» **選択テキスト**:
****************

【Part 1:前編】スーパー・マイクロ・コンピューター(SMCI)はどんな会社?足元の株価急落の理由とエヌビディアとの関係について徹底解説!
コンヴェクィティ- 今回はスーパー・マイクロ・コンピューター(SMCI)に関する全3回のレポートです。Part 1では同社の詳細とOEMやODMとの差別化について、Part 2ではSysMooreへの影響力について、Part 3では現在の詐欺疑惑について解説します。
- Part 1の前編である本稿では、特にスーパー・マイクロ・コンピューターが「どんな会社か」という疑問に答えながら、同社の株価急落の理由とエヌビディアとの関係性について詳しく解説していきます。
- スーパー・マイクロ・コンピューターは、特にエヌビディアとの戦略的パートナーシップと革新的なビルディングブロックアーキテクチャにより、急成長を遂げています。
- しかし、強固な事業基盤を持ちながらも、売上減速の噂や空売りレポートによる詐欺疑惑、エヌビディアからの支持を失う可能性等の憶測により、株価は急落しています。
- スーパー・マイクロ・コンピューターは、OEMとODMの要素を併せ持つ独自のビジネスモデル、アグレッシブな営業文化、そしてシリコンバレーに拠点を置くという戦略的な立地を活かし、サーバー市場での競争優位性を確保しています。
- さらに、Open Compute Project(OCP)への参加や予測保守とAI成長に注力することで、将来の拡張性と効率性に向けた強固な基盤を築いています。
スーパー・マイクロ・コンピューター(SMCI)に関して
スーパー・マイクロ・コンピューター(SMCI)は、生成AIブームにより急成長を遂げています。その背景には、データセンターでのエヌビディア(NVDA)製GPUの需要急増があり、エヌビディアのパートナーであり大手サーバーベンダーであるスーパー・マイクロ・コンピューターは、力強い売上成長と株価上昇を享受してきました。
しかし、2024年3月に株価が1,200ドル(株式分割前)のピークに達した後、同社の株価は急落しています。その原因としては、以下の点が挙げられます。
1. 売上減速の噂
2. 空売り業者による詐欺疑惑の指摘
3. デル・テクノロジーズなどの競合にエヌビディアの支持を奪われる懸念
特に、8月にHindenburg Researchによる同社に関する空売りレポートが発表され、株価にさらなる影響を与えました。
そこで、本稿では、スーパー・マイクロ・コンピューターが上場廃止や大きな財務リスクに直面しないことを前提に、そのビジネス基盤について考察します。

****************

» **提供データ**:
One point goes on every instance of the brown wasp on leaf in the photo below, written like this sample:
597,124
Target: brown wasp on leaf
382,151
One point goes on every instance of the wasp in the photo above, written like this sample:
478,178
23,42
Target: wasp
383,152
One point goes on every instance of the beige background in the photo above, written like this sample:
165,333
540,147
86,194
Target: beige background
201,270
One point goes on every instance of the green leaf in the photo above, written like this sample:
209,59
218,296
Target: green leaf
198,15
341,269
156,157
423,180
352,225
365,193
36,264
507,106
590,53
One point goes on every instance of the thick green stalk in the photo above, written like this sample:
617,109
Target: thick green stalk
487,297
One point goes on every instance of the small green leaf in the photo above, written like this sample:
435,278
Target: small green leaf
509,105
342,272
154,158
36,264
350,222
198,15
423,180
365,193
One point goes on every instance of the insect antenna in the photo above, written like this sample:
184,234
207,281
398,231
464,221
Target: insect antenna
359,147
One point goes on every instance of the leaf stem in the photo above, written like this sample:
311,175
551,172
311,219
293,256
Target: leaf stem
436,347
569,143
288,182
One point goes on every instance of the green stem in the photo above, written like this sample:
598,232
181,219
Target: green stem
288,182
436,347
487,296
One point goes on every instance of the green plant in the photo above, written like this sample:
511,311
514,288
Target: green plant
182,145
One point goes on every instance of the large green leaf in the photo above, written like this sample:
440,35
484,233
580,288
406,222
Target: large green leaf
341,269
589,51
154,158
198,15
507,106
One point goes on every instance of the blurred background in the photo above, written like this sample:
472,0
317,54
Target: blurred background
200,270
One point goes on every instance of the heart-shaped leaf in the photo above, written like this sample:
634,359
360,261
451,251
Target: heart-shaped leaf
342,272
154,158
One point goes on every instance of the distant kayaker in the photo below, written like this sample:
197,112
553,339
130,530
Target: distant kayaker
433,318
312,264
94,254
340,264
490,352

****************

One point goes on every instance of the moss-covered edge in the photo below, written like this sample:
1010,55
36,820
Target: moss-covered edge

****************

» **課題内容**:
スーパー・マイクロ・コンピューターに関する記事を、最後の文の後から続けて書きなさい。 上のデータは、スーパー・マイクロ・コンピューターに関する記事とは別の資料である。

» **解答**:
同社は1993年にチャールズ・リャン氏によって設立され、当初は投資家から疑念を持たれましたが、家族の支援を受けて成長しました。リャン氏の兄弟たちはAblecomやCompuwareなどの会社を立ち上げ、スーパー・マイクロ・コンピューターの製品ラインを補完しました。
スーパー・マイクロ・コンピューターは、モジュール設計のマザーボードによりインテル(INTC)製CPUの迅速な採用を実現し、それが成長の一因となりました。また、献身的な企業文化と長時間労働を厭わない姿勢が、同社をサーバー技術のリーダーに押し上げたのです。
スーパー・マイクロ・コンピューター(SMCI)のビルディングブロックアーキテクチャ
スーパー・マイクロ・コンピューター(SMCI)のビルディングブロックアーキテクチャ(モジュールごとの部品を組み合わせることで、カスタマイズ可能なシステムを構築するアプローチ)は、サーバーのカスタマイズに革新をもたらしました。この仕組みにより、モジュール単位で部品を選択でき、標準的な製品ではなく、ニーズに応じたオーダーメイドのサーバーを提供することが可能となっています。このモジュール化こそが同社の大きな競争優位であり、他社との差別化や高い利益率を実現しています。
また、この設計により新しいマザーボードの開発スピードが向上し、改良した部品だけをテストすれば良いため、時間とコストを削減できます。一方、競合他社の一体型アーキテクチャではカスタマイズが難しく、新しいサーバーの導入にも時間がかかってしまいます。同社のアプローチは、他に類を見ないカスタマイズ性、迅速な市場投入、効率的なデバッグを可能にし、サーバー業界での優位性を維持しています。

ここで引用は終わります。